* **Textauszug**:
# The Elder Scrolls 5: Skyrim stürzt ab - Die ersten Lösungen für eure Probleme mit dem Rollenspiel



## SebastianThoeing (14. November 2011)

Jetzt ist Deine Meinung zu *The Elder Scrolls 5: Skyrim stürzt ab - Die ersten Lösungen für eure Probleme mit dem Rollenspiel* gefragt. 


				Bitte beachtet: Der Kommentarbereich wird gemäß der Forenregeln moderiert.





			Dieser Inhalt steht nur eingeloggten Mitgliedern zur Verfügung.
        

 Zum Artikel: The Elder Scrolls 5: Skyrim stürzt ab - Die ersten Lösungen für eure Probleme mit dem Rollenspiel


----------



## solidus246 (14. November 2011)

ich hatte das Problem erst nach einer recht langen Spielzeit. WUndert mich, dass es erst so spät abtürzt...

Bei meinem Vaer dasselbe, einfach gecrasht.


----------



## floppydisk (14. November 2011)

ja auch ich kann diese abstürze bestätigen aber wirklich erst nach einer langen spieldauer von mindestens 2 stunden. ist zwar ärgerlich aber da ich immer in alle gebäude und höhlen gucke ist es nicht ganz so schlimm


----------



## Seebaer (14. November 2011)

Threatfire läuft bei mir immer. Skyrim hat damit keine Problem.


----------



## Metalhawk (14. November 2011)

2 x gamefreeze bis jetzt (Level 21) (keine Rückmeldung) meist als ich viel gleichzeitig gemacht habe. (Drachenschrei, rennen, Magie)
Sonst läuft es tadellos. Immer mal F5 zwischendurch drücken verhindert Frust


----------



## M1988player (14. November 2011)

Bei mir stürzt es ab und zu bei der Benutzung des Schnellreisesystems ab. Von daher speichere ich vorher immer.
Außerdem habe ich auch öfters den Fehler, der auf dem ersten Bild zu sehen ist. Manche Texturen verschwinden einfach und die entsprechenden Objekte sind dann lila. Dies lässt sich immerhin mit einem Neustart des Spiels beheben.


----------



## patalak (14. November 2011)

hab das problem wenn ich AA frei aussuche zb 4  oder 8 dann startet das spiel und ich höre nur sound aber sehe kein bild nur schwarz 
wenn ich die option für beste stabilität wähle wo kein wert steht  läufts 

hat jemand ne idee warum und wie ich das lösen kann

neuester treiber nvidia - 480 gtx @ 950 mhz


----------



## N7ghty (14. November 2011)

Bei mir ist es zwei Mal im ersten Dungeon abgestürzt (also noch bevor ich in die Welt komme) und ich hab kein Threatfire


----------



## rafaeolo (14. November 2011)

die Einstellung funktioniert bei mir allerdings stürzen dadurch andere Spiele wie Fifa 12 und Bad Campany 2 ab, wenn man auf 24 Bit 44khz (Studioqualität) stellt stürzt keines der spiele ab (auch nicht Skyrim).


----------



## totman (14. November 2011)

* **Aufgabenstellung**:
- 1) Bei welcher Gelegenheit stürzt das Spiel laut dem Beitrag von M1988player im Forumsthread zu den Skyrim-Abstürzen ab und zu ab?
- 2) Nimm den Forumsthread zu den Skyrim-Abstürzen wieder auf und schreibe ihn ab seinem letzten Kopf eines Beitrags weiter.

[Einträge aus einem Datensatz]
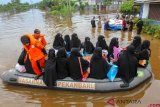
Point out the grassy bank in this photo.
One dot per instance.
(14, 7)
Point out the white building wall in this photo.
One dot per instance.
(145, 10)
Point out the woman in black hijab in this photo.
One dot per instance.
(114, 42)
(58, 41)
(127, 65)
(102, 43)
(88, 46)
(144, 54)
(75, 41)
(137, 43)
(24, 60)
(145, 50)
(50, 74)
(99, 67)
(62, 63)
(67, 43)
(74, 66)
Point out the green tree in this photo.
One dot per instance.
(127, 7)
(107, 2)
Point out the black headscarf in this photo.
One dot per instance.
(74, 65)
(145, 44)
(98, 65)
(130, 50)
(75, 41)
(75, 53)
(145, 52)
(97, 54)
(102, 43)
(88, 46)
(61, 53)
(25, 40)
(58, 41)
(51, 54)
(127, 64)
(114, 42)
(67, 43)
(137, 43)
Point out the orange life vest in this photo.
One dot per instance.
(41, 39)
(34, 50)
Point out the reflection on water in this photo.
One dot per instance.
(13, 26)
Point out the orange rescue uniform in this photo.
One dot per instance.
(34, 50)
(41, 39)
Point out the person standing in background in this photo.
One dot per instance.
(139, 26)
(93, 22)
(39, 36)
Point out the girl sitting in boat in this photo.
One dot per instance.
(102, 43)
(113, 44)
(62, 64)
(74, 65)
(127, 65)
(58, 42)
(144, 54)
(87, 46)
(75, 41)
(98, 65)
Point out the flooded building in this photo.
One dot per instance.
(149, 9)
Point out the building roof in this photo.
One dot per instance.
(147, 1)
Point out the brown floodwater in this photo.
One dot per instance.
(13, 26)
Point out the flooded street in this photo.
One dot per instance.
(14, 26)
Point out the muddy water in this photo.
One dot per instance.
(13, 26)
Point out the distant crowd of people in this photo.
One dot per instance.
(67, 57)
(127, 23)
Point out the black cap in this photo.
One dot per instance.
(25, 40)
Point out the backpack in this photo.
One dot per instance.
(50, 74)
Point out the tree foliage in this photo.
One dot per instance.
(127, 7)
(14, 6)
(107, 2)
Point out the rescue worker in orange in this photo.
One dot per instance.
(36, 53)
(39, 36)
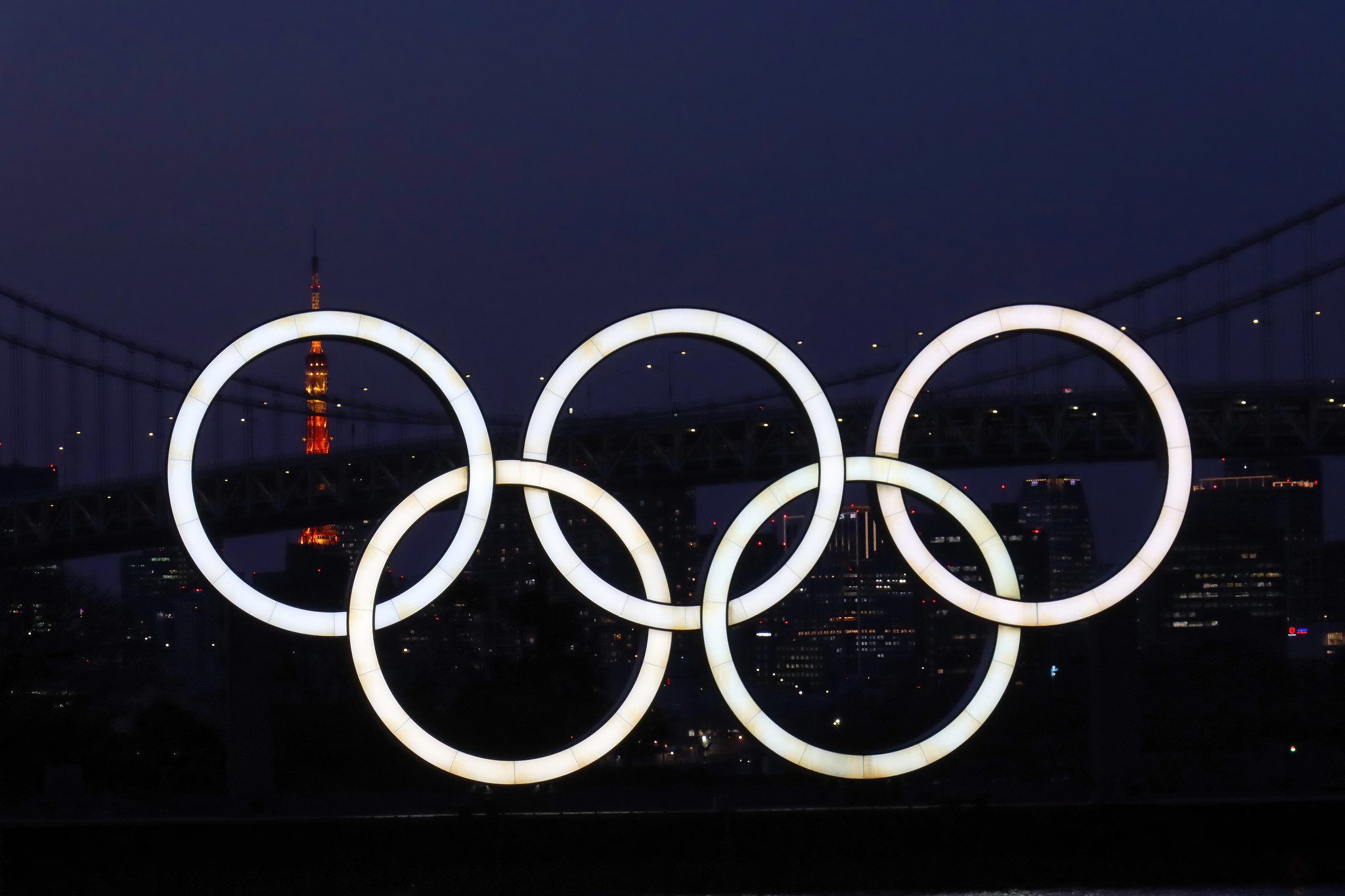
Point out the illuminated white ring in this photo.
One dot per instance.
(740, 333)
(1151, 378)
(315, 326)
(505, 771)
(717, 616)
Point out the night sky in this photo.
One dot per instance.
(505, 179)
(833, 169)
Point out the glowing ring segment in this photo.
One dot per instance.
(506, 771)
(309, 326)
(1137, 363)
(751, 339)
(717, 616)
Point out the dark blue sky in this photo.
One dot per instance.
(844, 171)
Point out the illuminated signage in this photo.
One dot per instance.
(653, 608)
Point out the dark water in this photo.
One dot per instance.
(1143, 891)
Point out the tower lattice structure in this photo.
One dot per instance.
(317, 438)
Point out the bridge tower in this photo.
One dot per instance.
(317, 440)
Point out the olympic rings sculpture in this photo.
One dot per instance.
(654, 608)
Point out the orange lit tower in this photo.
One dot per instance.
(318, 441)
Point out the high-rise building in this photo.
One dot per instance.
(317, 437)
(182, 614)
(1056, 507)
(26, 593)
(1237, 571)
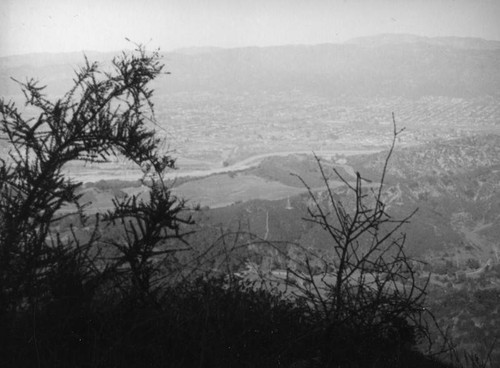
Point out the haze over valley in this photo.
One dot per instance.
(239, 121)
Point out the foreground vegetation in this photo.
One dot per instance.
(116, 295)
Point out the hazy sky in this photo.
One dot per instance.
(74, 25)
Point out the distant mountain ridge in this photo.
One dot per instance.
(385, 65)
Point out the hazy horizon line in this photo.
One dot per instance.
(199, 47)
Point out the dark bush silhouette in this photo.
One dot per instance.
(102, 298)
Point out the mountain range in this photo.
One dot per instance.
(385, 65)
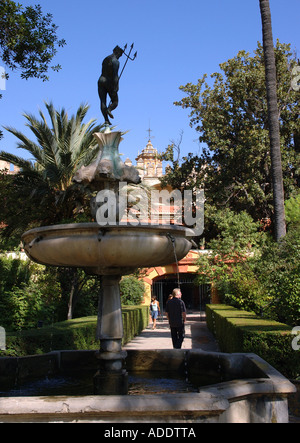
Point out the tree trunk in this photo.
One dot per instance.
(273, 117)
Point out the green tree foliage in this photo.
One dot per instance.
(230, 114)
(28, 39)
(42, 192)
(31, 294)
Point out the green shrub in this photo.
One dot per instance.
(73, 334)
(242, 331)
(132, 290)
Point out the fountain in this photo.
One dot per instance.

* **Antworten**:
- 1) Bei der Benutzung des Schnellreisesystems.

- 2)
patalak schrieb:


> hab das problem wenn ich AA frei aussuche zb 4  oder 8 dann startet das spiel und ich höre nur sound aber sehe kein bild nur schwarz
> wenn ich die option für beste stabilität wähle wo kein wert steht  läufts
> 
> hat jemand ne idee warum und wie ich das lösen kann
> ...



Lass noch ein Programm nebenher laufen und switche per ALT+Tab hinaus und 2 mal rein auf Skyrim. Hat bei mir geholfen


----------



## patalak (14. November 2011)

totman schrieb:


> Lass noch ein Programm nebenher laufen und switche per ALT+Tab hinaus und 2 mal rein auf Skyrim. Hat bei mir geholfen


 
????
das soll gehen?
gibts dazu auch ne logische erklärung


----------



## totman (14. November 2011)

patalak schrieb:


> ????
> das soll gehen?
> gibts dazu auch ne logische erklärung


 
It works! Erklärung habe ich keine. Ich hab´s durch Zufall entdeckt. Das Bild war bei mir auch verschwunden, dachte es hat sich aufgehängt, und ich wollte es per Taskmanager schließen. So kanns gehen


----------



## patalak (14. November 2011)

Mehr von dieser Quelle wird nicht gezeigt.